Your instructions =>
The response must be made up of the lines in the entries below that contain "mast".

Records supplied =>
§ §

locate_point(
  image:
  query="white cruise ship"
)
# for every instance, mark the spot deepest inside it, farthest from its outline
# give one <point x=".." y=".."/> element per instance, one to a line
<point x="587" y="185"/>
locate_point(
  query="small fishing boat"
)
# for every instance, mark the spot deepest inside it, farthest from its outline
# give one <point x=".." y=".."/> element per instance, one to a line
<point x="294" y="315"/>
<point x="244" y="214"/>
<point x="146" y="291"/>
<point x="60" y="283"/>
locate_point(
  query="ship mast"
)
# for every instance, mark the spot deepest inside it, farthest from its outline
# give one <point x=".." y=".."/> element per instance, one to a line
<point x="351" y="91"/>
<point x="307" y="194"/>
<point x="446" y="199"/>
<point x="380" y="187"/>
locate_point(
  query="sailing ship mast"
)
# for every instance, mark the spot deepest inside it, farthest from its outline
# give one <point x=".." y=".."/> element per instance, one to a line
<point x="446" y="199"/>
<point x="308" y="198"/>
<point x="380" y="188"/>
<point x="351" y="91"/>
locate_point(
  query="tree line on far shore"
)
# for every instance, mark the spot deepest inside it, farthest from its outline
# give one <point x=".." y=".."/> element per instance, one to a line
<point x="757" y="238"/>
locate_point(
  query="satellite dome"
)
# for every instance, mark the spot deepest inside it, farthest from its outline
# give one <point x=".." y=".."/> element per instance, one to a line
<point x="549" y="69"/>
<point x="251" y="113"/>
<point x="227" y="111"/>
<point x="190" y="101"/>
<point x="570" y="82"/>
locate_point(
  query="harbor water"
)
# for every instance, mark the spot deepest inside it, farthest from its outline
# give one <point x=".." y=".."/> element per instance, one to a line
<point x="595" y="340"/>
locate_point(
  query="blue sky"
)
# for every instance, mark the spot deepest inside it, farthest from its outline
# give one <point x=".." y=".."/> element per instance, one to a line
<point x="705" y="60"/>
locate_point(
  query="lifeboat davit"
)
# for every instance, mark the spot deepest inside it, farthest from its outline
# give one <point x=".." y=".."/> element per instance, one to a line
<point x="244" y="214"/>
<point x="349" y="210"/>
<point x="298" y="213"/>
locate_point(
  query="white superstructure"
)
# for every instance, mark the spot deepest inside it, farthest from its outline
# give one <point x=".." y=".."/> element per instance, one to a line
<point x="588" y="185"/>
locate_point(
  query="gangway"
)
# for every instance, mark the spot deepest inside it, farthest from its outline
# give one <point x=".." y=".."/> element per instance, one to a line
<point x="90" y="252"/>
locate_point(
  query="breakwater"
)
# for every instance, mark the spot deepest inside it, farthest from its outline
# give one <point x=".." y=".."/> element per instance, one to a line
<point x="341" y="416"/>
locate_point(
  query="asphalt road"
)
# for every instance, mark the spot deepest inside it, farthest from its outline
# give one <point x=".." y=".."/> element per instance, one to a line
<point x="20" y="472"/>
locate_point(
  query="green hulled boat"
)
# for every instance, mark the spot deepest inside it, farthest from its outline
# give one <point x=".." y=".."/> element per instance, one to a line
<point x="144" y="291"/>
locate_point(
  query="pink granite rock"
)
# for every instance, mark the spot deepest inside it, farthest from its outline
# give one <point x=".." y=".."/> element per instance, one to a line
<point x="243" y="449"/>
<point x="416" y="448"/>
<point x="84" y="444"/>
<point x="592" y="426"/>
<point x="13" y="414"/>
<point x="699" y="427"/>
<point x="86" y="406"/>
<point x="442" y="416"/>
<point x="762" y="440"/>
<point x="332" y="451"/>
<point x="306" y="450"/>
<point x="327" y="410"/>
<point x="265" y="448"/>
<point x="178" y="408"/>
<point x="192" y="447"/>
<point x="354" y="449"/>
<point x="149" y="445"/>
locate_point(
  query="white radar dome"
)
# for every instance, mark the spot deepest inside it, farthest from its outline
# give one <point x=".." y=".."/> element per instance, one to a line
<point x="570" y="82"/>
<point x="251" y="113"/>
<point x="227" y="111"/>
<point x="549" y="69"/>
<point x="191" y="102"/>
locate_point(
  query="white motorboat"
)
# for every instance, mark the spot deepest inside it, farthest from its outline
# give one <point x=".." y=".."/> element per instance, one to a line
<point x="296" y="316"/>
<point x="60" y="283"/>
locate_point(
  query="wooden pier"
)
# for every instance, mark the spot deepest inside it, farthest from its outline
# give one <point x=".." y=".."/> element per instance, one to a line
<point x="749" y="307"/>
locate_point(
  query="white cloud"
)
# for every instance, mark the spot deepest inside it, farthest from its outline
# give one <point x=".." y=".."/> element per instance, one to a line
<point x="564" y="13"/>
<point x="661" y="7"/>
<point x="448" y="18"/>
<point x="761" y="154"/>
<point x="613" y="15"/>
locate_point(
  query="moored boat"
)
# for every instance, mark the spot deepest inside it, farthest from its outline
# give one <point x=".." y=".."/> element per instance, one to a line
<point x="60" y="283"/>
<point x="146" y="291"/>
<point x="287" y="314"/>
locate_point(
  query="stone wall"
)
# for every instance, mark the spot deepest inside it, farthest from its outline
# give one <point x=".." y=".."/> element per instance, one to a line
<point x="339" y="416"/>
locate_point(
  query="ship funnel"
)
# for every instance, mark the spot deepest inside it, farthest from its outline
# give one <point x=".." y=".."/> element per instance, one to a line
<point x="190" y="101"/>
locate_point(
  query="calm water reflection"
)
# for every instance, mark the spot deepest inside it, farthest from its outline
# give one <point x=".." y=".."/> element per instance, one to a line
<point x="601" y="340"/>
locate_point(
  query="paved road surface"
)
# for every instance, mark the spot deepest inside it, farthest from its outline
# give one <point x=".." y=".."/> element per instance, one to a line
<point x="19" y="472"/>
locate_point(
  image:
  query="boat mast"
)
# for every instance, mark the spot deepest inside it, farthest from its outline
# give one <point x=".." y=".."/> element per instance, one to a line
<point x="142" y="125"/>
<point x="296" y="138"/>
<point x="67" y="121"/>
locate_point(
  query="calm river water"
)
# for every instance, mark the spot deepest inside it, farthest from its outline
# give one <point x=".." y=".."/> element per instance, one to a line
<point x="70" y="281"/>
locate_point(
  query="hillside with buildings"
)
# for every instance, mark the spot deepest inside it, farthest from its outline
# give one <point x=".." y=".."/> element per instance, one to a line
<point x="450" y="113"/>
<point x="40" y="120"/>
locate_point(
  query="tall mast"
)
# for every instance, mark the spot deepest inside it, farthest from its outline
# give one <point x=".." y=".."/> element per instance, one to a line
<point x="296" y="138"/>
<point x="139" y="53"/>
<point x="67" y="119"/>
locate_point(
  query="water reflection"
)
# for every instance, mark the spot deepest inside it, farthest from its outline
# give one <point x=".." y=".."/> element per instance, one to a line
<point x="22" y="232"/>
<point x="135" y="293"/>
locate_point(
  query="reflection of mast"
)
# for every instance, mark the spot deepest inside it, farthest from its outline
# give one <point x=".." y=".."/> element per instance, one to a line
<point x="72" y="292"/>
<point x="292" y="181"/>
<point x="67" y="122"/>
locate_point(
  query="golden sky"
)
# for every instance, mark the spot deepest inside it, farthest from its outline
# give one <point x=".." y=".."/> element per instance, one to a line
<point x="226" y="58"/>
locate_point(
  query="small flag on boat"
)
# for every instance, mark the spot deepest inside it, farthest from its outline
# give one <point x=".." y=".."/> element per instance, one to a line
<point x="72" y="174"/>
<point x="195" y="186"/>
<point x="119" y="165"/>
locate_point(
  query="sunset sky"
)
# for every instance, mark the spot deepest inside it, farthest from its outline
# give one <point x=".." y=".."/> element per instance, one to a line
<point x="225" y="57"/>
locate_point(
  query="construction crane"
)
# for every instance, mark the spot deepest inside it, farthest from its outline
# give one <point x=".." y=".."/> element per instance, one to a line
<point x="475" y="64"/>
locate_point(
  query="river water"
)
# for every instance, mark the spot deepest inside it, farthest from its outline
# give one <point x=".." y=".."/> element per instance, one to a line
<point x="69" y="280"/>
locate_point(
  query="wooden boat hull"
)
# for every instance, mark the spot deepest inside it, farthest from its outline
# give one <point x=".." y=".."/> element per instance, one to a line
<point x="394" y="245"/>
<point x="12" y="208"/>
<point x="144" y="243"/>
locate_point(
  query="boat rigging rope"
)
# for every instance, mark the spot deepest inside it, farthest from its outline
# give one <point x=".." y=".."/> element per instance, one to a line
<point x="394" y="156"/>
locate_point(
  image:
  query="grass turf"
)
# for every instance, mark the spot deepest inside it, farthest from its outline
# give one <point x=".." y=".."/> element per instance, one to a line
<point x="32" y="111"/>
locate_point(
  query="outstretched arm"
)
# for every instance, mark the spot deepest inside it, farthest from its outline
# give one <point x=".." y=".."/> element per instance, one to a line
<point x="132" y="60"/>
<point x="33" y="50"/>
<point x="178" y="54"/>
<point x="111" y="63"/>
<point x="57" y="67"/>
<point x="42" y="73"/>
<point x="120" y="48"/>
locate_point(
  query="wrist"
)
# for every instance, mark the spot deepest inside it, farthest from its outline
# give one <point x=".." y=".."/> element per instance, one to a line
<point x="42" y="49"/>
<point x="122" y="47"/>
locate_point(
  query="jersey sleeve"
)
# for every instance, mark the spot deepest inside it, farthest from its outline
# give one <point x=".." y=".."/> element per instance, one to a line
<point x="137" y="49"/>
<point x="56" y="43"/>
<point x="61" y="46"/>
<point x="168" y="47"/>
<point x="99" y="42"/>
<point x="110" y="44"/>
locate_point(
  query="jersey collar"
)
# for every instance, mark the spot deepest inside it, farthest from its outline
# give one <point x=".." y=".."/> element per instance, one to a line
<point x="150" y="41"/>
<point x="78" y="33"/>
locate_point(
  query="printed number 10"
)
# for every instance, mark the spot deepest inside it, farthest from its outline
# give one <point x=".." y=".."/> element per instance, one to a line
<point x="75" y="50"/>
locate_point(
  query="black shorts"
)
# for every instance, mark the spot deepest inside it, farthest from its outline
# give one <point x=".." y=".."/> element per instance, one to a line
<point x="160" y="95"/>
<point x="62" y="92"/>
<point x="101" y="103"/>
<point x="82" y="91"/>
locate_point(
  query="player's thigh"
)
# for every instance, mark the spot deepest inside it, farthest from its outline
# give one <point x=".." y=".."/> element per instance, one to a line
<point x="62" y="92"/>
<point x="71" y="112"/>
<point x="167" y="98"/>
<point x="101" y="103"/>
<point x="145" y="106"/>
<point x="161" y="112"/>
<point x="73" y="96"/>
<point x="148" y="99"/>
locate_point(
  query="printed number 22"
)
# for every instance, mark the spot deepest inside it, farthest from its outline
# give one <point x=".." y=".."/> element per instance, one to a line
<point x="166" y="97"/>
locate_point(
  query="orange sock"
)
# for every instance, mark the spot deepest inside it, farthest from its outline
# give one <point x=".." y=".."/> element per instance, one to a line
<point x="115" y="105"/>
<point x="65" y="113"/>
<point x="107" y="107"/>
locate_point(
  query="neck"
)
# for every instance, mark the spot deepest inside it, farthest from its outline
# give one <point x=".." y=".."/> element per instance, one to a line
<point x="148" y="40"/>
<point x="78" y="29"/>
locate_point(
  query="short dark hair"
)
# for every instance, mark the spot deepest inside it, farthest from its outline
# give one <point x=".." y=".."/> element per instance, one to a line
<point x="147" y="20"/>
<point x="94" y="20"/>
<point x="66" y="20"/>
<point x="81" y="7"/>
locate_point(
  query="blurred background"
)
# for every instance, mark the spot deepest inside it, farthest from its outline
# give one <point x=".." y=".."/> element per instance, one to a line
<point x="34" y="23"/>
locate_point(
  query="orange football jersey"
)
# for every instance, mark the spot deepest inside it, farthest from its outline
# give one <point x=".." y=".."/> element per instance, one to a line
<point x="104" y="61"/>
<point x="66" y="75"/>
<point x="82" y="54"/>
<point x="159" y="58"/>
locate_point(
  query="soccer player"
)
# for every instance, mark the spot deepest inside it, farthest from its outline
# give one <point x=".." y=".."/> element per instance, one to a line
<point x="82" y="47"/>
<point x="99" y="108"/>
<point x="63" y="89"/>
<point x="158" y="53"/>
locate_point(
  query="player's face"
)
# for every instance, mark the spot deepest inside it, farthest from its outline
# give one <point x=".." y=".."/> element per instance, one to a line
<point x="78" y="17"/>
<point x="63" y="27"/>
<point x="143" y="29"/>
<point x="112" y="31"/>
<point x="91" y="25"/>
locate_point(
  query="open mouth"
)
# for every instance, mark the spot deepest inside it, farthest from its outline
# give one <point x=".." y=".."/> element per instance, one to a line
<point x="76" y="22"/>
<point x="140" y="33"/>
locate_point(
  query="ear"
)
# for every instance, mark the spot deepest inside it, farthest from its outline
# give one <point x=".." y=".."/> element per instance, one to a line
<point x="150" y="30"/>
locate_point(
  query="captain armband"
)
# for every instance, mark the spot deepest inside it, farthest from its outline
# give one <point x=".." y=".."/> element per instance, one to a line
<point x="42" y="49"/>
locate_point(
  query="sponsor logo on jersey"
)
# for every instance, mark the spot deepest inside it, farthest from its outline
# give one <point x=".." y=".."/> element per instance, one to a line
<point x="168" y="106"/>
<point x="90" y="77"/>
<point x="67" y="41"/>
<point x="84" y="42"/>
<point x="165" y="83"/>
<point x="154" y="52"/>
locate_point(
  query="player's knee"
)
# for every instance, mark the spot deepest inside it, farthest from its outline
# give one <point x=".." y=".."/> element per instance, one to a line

§ §

Response to this exercise =>
  query="ship mast"
  query="sailing ship mast"
  query="boat mast"
  query="tall mast"
  query="reflection of mast"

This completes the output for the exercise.